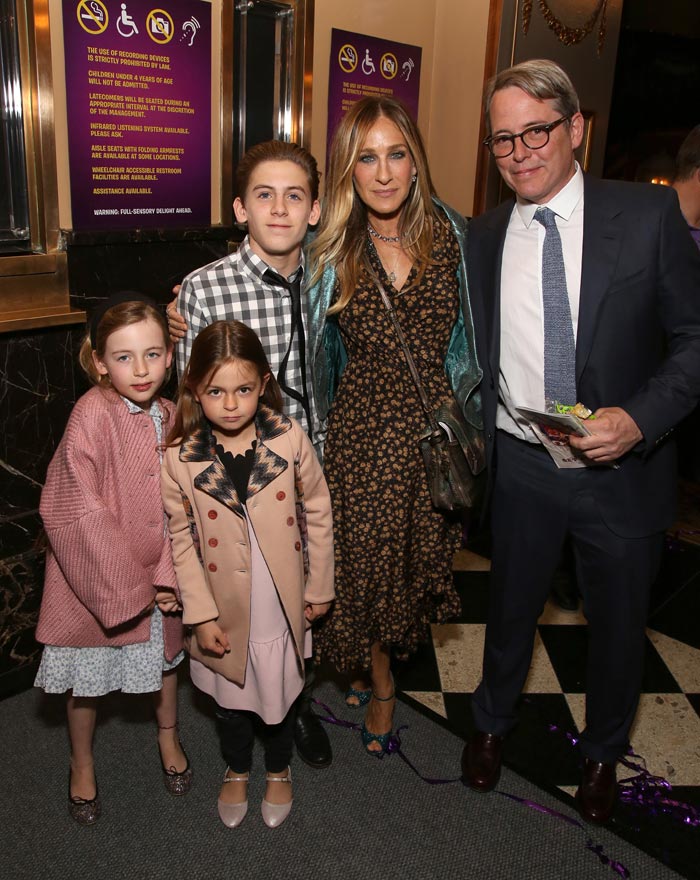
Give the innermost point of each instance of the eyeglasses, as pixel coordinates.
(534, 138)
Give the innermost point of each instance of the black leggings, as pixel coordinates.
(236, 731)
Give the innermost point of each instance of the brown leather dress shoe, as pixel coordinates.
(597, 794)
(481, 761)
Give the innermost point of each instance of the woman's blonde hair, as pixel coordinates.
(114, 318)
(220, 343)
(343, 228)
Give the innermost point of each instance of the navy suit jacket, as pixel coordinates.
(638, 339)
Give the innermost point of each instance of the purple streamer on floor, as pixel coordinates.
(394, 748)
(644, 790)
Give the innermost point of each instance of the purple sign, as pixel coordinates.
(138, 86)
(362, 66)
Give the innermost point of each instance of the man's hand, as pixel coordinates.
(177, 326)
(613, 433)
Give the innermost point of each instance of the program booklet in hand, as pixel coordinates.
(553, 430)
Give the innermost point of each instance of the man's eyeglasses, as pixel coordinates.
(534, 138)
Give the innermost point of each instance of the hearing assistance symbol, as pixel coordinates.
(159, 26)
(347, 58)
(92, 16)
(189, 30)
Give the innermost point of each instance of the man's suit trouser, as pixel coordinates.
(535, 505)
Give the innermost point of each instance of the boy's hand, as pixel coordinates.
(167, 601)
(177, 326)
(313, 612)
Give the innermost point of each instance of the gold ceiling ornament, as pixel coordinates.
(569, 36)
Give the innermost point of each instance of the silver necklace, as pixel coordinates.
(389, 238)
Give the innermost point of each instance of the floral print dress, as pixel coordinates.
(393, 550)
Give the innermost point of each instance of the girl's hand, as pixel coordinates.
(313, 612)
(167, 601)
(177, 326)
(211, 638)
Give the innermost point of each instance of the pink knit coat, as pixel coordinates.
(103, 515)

---+---

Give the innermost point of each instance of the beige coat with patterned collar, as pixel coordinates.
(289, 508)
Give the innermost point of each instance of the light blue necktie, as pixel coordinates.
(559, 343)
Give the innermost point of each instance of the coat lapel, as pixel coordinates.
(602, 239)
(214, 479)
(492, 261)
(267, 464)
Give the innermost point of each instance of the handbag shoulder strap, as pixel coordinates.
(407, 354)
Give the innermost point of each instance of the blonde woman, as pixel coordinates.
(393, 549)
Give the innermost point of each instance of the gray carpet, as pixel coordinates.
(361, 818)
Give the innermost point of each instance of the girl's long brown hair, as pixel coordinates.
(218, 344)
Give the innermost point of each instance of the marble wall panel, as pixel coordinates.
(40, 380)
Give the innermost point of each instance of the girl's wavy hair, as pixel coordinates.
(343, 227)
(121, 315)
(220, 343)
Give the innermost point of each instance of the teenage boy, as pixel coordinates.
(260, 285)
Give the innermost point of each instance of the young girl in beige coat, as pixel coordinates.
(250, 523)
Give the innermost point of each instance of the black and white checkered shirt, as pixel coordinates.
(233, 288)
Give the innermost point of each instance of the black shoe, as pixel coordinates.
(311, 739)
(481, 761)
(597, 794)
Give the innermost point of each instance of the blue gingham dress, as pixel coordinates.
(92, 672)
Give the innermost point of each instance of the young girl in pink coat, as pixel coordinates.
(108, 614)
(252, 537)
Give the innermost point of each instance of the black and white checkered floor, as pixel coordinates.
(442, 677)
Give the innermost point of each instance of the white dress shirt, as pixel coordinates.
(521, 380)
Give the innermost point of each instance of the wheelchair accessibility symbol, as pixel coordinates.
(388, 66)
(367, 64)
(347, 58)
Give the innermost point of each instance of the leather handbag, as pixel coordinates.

---+---

Gather every line of the entries above that contains the string "symbol". Case counts.

Output below —
Give the innermost point of each instance of the hearing assistance symbol, as pixel coordinates.
Give the innermost point of each instance of the wheelchair accessibility symbol, as pixel coordinates.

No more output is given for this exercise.